● Task brief
Rewrite every line of the records below as a Markdown table with the columns "Row" and "Line": number each line in the first column and put its text in the second. Leave out blank lines and the pictures.

● Records shown
......
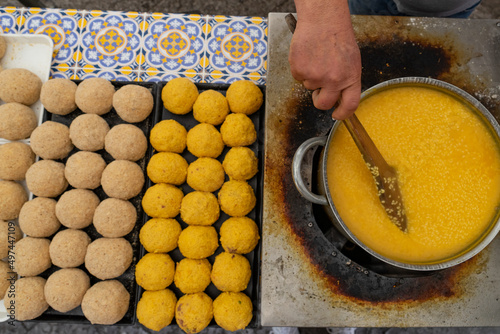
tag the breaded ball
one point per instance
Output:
(179, 95)
(198, 242)
(126, 142)
(244, 97)
(155, 271)
(133, 103)
(12, 198)
(58, 96)
(32, 256)
(231, 272)
(239, 235)
(15, 159)
(108, 258)
(114, 218)
(205, 174)
(106, 303)
(211, 107)
(95, 96)
(84, 170)
(240, 163)
(203, 140)
(168, 136)
(194, 312)
(155, 309)
(76, 207)
(192, 275)
(65, 289)
(17, 121)
(68, 248)
(238, 130)
(162, 201)
(233, 310)
(51, 141)
(45, 178)
(38, 217)
(167, 167)
(236, 198)
(160, 235)
(29, 298)
(88, 132)
(19, 85)
(122, 179)
(200, 208)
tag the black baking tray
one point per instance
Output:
(254, 257)
(128, 277)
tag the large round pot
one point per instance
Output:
(325, 198)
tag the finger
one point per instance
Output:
(325, 99)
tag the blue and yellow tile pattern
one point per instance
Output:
(133, 46)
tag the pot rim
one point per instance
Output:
(494, 227)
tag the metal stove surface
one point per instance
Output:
(310, 276)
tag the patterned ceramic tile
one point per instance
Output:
......
● Correct output
| Row | Line |
|---|---|
| 1 | tag the breaded ball |
| 2 | one point per instance |
| 3 | Output: |
| 4 | (179, 95) |
| 5 | (198, 242) |
| 6 | (126, 142) |
| 7 | (244, 97) |
| 8 | (155, 271) |
| 9 | (133, 103) |
| 10 | (12, 198) |
| 11 | (58, 96) |
| 12 | (32, 256) |
| 13 | (231, 272) |
| 14 | (239, 235) |
| 15 | (15, 159) |
| 16 | (108, 258) |
| 17 | (114, 218) |
| 18 | (205, 174) |
| 19 | (106, 303) |
| 20 | (211, 107) |
| 21 | (95, 96) |
| 22 | (84, 170) |
| 23 | (240, 163) |
| 24 | (203, 140) |
| 25 | (168, 136) |
| 26 | (194, 312) |
| 27 | (155, 309) |
| 28 | (76, 207) |
| 29 | (192, 275) |
| 30 | (65, 289) |
| 31 | (17, 121) |
| 32 | (68, 248) |
| 33 | (238, 130) |
| 34 | (162, 201) |
| 35 | (233, 310) |
| 36 | (51, 141) |
| 37 | (45, 178) |
| 38 | (38, 217) |
| 39 | (167, 167) |
| 40 | (236, 198) |
| 41 | (160, 235) |
| 42 | (29, 298) |
| 43 | (88, 132) |
| 44 | (19, 85) |
| 45 | (122, 179) |
| 46 | (200, 208) |
| 47 | tag the black baking tray |
| 48 | one point per instance |
| 49 | Output: |
| 50 | (254, 257) |
| 51 | (128, 277) |
| 52 | tag the large round pot |
| 53 | one point per instance |
| 54 | Output: |
| 55 | (325, 198) |
| 56 | tag the finger |
| 57 | one point per instance |
| 58 | Output: |
| 59 | (325, 99) |
| 60 | tag the blue and yellow tile pattern |
| 61 | one point per instance |
| 62 | Output: |
| 63 | (133, 46) |
| 64 | tag the pot rim |
| 65 | one point per instance |
| 66 | Output: |
| 67 | (494, 227) |
| 68 | tag the metal stove surface |
| 69 | one point per instance |
| 70 | Output: |
| 71 | (310, 276) |
| 72 | tag the patterned ceramic tile |
| 73 | one point per instance |
| 74 | Output: |